**Problem set**:
1. Sum up the forum thread on top bar hives in two sentences.
2. Please write out the part of the forum thread on top bar hives that opens with the words containing "## Hee Haw (Mar" and closes with "What you think?".
(Selected excerpt Opens)
# Pros And Cons Of Topbar Hives........



## Hee Haw (Mar 23, 2006)

The earlier post of interest on top bar hives made me wonder the pros and cons of top bar hives.Here is afew links that list more info.with pictures and list pros and cons of topbar hive beekeeping. If you find other interesting links,you may want to add them to this post. It is more detailed than I thought,I find it interesting,but the less honey part was not to selling,but you can defently see the bees more up close and personal,and no more heavy lifting of brood hives on reverals.Nearly impossiable to move hive,with no wire support in the foundation frames. What you think?

http://outdoorplace.org/beekeeping/kenya.htm

www.beesource.com/eob/althive/tromp/index.htm

http://www2.gsu.edu/~biojdsx/main.htm


----------



## alleyyooper (Apr 22, 2005)

All the honey harvest has to bee cut comb or crush the comb, making the girls always build new comb.

 Al


----------



## Hovey Hollow (Apr 25, 2005)

My reasons for wanting to go with a top bar hive:

1. less expensive--easy to build yourself. I probably have most of the lumber I need laying around the barn

2. Simple--reading about all the parts of a Langstroth hive makes my head spin!!!
(Selected excerpt Closes)
(Data for review Opens)
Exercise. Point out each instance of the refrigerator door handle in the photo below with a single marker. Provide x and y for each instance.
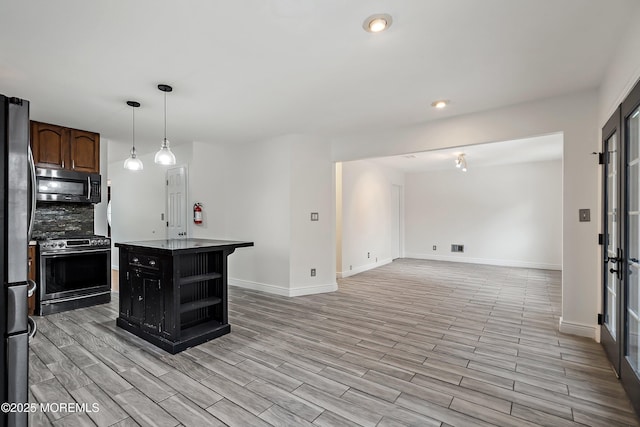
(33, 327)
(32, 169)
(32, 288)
(Data for review Closes)
(Data for review Opens)
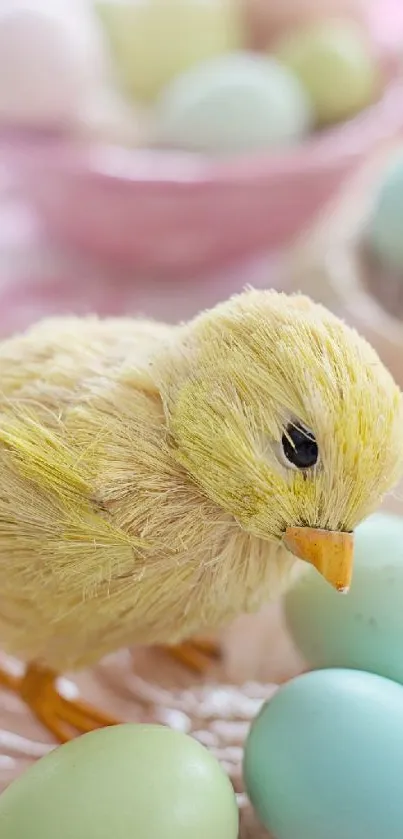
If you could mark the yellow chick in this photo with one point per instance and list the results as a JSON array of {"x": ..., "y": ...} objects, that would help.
(Data for review Closes)
**Written responses**:
1. Curious about the pros and cons of top bar hives, the opening poster shares links and notes that they give less honey but allow a closer view of the bees, end the heavy lifting of brood boxes on reversals, and are nearly impossible to move because the frames have no wire support. Replies add that the whole honey harvest must be cut comb or crushed comb, so the bees always build new comb, and that top bar hives appeal because they are cheap and easy to build and simpler than a Langstroth hive with all its parts.

2.
## Hee Haw (Mar 23, 2006)

The earlier post of interest on top bar hives made me wonder the pros and cons of top bar hives.Here is afew links that list more info.with pictures and list pros and cons of topbar hive beekeeping. If you find other interesting links,you may want to add them to this post. It is more detailed than I thought,I find it interesting,but the less honey part was not to selling,but you can defently see the bees more up close and personal,and no more heavy lifting of brood hives on reverals.Nearly impossiable to move hive,with no wire support in the foundation frames. What you think?